• [Task to carry out]:
Please count the lines in the records below that contain the word "white". Reply with only the number.

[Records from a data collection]
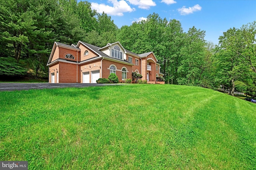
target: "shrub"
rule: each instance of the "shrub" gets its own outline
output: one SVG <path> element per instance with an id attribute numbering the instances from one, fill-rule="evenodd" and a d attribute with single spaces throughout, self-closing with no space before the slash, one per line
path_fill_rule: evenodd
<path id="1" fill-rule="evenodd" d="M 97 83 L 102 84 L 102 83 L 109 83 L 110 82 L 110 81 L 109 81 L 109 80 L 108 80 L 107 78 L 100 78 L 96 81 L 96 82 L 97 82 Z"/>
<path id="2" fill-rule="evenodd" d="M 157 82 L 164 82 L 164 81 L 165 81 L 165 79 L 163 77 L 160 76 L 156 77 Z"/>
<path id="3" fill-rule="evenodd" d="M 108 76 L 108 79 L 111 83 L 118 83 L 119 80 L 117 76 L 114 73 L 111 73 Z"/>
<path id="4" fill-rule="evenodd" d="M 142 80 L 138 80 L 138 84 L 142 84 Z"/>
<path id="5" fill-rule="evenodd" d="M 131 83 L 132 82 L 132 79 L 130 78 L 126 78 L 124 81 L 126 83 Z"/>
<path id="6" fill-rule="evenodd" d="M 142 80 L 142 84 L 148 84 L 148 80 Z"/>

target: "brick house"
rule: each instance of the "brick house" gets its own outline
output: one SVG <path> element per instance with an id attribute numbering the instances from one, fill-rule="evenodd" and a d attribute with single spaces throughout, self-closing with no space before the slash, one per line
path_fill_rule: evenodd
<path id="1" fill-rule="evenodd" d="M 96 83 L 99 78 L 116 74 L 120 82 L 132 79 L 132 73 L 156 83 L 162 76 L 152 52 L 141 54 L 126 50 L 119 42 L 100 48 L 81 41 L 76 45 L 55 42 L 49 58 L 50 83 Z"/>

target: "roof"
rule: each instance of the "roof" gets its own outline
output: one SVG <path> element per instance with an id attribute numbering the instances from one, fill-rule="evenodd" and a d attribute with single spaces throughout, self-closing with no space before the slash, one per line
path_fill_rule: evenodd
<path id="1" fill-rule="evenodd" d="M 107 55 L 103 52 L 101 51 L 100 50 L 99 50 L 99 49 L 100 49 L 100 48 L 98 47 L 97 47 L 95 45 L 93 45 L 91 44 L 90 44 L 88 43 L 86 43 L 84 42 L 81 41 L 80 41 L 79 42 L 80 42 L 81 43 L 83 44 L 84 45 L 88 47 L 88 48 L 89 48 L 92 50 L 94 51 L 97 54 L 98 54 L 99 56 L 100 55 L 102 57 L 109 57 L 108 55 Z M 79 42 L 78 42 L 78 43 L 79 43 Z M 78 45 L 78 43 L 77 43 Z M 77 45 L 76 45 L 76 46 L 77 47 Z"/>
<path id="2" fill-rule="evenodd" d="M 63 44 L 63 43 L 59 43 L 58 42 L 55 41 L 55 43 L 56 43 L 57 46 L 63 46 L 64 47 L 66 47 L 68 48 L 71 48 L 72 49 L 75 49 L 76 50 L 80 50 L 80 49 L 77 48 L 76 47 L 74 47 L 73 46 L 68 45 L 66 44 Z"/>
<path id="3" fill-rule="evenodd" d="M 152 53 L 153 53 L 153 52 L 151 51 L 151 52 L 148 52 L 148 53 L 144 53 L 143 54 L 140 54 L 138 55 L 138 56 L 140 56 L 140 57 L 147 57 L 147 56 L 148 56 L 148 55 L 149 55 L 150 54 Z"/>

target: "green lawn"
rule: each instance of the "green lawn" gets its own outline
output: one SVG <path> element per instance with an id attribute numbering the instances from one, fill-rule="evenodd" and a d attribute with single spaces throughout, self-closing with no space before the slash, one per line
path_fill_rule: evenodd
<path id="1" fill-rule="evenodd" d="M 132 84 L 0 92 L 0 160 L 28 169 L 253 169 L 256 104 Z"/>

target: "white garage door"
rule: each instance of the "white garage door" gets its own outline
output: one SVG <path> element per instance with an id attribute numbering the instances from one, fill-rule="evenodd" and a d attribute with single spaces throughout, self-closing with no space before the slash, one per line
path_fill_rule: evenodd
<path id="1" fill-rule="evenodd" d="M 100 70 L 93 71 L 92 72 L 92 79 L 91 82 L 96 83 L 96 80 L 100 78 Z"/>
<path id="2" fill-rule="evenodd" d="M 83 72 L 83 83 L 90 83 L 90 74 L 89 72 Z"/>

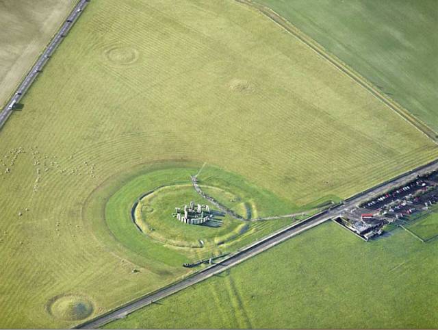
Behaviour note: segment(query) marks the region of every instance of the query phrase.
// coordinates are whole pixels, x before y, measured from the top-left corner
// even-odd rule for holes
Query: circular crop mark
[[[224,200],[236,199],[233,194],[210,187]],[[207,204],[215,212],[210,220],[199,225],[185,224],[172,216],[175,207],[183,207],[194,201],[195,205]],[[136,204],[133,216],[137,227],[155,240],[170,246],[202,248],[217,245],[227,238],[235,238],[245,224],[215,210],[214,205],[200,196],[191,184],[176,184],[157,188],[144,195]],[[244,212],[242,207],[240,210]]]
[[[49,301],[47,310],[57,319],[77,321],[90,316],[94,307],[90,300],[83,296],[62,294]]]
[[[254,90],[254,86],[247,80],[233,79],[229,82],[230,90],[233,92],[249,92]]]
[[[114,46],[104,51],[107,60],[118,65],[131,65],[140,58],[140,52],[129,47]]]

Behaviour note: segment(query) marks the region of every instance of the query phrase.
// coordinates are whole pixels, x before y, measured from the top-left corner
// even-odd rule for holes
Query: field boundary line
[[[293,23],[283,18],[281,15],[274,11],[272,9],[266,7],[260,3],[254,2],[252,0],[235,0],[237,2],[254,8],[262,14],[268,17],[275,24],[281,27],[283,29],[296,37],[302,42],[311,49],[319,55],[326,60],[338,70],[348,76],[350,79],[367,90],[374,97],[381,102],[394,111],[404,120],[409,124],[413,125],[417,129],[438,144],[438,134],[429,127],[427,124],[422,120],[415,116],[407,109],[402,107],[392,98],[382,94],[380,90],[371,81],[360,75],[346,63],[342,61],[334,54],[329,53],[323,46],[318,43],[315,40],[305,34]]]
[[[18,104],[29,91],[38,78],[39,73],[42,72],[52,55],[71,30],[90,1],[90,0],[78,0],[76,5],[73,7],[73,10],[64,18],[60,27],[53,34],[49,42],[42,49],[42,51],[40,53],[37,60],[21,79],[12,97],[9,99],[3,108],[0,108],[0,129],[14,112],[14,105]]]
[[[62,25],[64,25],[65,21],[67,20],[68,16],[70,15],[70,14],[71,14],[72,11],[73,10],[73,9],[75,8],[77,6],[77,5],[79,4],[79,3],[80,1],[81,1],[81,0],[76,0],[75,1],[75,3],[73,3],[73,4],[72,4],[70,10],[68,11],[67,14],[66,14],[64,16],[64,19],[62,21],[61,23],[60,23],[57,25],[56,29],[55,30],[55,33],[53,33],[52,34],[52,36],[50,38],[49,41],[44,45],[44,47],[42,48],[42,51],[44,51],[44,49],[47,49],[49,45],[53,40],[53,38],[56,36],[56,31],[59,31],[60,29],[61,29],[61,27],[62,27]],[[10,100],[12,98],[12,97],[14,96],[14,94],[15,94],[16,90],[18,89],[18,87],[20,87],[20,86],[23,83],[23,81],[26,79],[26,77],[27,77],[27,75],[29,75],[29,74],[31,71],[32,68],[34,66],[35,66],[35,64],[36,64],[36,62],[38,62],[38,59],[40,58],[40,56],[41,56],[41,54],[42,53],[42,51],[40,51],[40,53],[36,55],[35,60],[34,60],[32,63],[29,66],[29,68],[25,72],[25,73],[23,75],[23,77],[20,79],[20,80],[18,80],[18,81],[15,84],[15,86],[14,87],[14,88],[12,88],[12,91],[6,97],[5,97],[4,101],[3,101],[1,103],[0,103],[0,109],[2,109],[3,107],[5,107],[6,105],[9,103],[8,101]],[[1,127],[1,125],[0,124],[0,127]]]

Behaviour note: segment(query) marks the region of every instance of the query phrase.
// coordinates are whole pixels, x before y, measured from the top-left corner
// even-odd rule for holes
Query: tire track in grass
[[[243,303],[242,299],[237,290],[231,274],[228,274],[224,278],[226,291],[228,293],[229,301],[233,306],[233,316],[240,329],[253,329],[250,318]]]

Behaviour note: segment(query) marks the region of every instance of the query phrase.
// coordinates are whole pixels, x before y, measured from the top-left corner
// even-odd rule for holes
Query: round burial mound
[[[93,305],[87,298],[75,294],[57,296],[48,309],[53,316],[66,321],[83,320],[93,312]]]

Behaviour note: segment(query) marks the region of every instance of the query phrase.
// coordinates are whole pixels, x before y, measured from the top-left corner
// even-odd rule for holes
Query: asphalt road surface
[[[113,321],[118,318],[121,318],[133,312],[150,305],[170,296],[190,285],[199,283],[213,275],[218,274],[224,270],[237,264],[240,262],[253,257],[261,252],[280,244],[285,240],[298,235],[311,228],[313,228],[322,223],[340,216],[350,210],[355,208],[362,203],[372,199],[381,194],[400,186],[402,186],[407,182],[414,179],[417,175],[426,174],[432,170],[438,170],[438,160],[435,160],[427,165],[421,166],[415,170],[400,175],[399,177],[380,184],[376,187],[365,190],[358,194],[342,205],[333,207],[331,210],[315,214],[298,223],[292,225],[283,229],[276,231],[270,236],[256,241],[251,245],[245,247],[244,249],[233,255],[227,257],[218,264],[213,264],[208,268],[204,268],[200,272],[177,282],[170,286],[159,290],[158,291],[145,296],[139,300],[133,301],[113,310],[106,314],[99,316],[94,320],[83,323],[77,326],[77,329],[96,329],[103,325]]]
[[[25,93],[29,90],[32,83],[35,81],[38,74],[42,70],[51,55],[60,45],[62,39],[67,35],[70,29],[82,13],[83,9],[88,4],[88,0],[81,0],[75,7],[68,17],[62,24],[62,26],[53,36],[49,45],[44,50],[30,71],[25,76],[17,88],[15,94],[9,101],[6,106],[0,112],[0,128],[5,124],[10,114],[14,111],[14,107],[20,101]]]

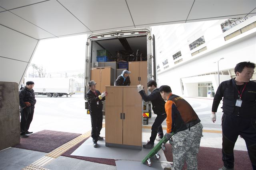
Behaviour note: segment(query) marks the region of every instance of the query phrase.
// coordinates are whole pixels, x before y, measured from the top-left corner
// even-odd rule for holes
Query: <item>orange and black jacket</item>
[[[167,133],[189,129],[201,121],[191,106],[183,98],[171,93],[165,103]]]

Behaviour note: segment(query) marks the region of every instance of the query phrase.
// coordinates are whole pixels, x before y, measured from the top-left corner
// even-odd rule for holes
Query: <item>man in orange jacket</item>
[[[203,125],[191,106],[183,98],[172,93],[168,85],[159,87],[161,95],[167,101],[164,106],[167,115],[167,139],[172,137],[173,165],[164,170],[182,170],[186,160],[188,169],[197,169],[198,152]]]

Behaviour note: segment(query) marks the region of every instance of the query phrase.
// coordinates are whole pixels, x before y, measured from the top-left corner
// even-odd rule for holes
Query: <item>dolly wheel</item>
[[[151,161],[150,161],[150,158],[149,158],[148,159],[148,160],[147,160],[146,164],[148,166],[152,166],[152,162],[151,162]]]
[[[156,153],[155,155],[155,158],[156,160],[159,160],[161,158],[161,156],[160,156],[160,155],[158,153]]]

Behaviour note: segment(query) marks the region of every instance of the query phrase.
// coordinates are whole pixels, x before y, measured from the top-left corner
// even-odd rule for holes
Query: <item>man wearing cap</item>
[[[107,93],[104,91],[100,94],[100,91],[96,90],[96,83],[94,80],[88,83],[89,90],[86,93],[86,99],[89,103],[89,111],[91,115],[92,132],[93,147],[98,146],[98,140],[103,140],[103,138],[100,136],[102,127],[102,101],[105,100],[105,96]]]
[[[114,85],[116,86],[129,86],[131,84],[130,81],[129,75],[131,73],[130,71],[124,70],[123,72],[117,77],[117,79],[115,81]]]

==

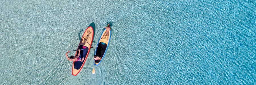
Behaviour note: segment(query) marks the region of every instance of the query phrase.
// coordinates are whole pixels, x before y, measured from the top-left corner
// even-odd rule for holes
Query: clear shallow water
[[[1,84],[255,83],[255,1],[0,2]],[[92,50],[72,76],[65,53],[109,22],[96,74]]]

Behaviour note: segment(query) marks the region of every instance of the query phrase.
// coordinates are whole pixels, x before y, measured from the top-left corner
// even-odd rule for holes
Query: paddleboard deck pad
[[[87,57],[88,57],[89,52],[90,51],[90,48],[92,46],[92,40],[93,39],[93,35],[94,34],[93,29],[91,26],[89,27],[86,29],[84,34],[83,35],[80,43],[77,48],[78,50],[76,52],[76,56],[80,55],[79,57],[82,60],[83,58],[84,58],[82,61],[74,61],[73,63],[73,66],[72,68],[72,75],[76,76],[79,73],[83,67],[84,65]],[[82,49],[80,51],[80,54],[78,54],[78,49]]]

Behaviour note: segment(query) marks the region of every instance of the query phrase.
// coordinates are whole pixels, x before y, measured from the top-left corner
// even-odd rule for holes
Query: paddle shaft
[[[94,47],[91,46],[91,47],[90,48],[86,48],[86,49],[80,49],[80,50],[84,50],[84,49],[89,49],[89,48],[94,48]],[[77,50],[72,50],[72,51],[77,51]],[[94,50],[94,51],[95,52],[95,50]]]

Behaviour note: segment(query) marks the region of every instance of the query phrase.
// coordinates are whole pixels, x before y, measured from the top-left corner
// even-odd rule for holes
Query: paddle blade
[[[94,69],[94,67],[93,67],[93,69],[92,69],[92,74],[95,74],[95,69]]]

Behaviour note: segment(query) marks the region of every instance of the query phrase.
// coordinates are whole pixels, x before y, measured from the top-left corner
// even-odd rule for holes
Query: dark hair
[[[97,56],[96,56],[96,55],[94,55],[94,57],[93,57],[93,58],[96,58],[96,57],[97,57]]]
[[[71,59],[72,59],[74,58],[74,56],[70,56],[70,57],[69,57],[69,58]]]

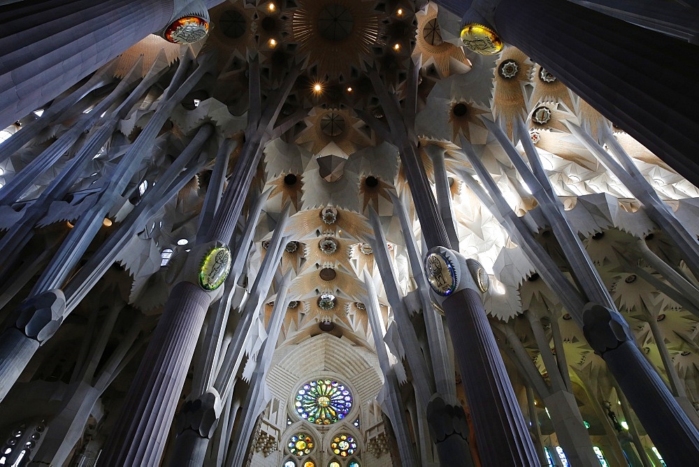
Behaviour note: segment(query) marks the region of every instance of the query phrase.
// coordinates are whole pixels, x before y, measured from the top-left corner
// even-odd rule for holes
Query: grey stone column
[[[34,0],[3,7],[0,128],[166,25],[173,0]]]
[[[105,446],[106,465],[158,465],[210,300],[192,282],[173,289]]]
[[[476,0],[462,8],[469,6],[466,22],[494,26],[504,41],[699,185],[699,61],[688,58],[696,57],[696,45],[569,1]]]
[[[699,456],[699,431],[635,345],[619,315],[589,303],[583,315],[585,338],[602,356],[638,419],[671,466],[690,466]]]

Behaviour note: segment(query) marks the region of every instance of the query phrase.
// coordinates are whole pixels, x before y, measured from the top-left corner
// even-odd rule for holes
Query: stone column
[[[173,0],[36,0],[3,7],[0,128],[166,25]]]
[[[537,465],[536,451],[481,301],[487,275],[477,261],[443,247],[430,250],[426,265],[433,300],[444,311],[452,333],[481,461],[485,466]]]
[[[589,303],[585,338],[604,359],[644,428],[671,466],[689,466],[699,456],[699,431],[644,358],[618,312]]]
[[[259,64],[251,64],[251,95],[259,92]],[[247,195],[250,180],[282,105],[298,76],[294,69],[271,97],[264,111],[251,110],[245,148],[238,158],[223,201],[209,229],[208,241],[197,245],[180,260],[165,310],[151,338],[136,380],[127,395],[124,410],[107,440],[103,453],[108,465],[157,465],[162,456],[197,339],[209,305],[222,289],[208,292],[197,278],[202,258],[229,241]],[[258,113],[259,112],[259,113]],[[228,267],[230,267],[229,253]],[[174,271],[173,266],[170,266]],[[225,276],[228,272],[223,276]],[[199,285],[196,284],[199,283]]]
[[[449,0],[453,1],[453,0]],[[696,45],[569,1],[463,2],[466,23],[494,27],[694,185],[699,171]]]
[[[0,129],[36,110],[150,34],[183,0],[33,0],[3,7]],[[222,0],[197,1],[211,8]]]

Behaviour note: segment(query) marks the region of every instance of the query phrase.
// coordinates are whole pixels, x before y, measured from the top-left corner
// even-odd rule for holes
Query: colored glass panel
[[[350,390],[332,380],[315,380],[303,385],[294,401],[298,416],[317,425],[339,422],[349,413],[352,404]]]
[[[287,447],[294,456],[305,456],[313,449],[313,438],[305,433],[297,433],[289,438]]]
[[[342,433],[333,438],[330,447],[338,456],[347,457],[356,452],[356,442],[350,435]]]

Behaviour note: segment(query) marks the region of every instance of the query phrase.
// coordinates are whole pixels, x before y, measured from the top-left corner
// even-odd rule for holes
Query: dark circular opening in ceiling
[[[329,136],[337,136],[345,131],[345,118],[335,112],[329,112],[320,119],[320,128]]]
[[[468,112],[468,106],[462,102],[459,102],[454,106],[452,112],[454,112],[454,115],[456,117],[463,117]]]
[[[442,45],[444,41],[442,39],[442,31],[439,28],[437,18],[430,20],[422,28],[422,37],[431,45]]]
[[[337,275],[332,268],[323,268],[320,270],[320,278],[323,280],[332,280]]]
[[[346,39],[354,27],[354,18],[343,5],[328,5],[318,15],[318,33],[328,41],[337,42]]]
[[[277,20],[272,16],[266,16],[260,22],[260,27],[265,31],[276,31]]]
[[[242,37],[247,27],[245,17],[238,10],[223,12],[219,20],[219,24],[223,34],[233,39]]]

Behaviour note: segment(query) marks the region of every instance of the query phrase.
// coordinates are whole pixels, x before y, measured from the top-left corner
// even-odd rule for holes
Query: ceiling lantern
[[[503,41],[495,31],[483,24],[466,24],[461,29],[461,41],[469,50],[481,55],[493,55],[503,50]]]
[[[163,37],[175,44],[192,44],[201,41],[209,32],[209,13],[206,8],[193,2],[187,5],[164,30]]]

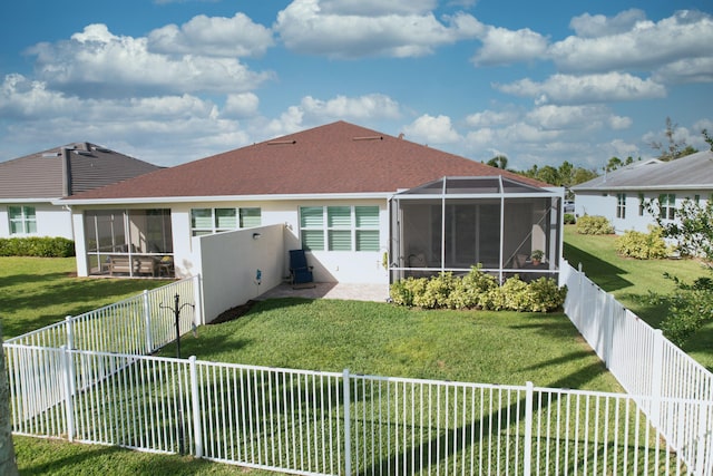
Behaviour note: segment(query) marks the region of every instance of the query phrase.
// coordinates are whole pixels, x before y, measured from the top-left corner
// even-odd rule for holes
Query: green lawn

...

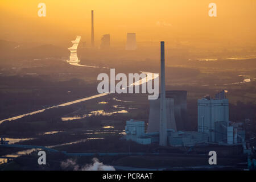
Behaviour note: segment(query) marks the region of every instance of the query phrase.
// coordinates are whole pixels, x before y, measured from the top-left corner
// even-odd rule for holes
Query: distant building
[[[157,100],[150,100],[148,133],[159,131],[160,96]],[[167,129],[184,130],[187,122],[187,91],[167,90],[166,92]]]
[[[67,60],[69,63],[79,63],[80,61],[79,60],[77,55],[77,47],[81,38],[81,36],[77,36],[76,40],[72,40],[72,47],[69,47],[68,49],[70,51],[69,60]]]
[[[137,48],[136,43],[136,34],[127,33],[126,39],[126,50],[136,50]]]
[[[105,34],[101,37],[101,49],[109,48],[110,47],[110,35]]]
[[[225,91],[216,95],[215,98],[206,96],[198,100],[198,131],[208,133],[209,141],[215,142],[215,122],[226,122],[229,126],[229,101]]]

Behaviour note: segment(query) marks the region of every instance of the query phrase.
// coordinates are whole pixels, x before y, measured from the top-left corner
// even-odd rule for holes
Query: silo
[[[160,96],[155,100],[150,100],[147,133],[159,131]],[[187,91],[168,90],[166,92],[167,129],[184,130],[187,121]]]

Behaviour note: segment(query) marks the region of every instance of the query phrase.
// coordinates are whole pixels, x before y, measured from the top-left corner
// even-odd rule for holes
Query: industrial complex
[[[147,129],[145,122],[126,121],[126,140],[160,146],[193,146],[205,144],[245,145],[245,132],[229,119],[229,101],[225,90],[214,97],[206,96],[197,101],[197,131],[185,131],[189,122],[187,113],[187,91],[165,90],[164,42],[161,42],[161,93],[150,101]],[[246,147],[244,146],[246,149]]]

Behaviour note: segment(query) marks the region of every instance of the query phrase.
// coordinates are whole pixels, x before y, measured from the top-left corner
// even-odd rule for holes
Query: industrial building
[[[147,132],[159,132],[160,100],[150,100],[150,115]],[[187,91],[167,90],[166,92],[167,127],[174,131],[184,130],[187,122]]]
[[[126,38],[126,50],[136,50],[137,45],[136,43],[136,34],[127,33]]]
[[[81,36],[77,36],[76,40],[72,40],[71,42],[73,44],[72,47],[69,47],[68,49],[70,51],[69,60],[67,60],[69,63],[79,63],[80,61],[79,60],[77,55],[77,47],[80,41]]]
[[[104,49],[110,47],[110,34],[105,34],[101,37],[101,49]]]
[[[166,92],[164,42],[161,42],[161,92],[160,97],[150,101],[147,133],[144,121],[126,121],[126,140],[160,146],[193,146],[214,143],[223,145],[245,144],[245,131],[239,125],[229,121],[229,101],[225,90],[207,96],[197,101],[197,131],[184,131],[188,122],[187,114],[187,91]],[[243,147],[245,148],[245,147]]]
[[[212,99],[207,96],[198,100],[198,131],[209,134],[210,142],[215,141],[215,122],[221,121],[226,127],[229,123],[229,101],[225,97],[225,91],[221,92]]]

• [Complete output]:
2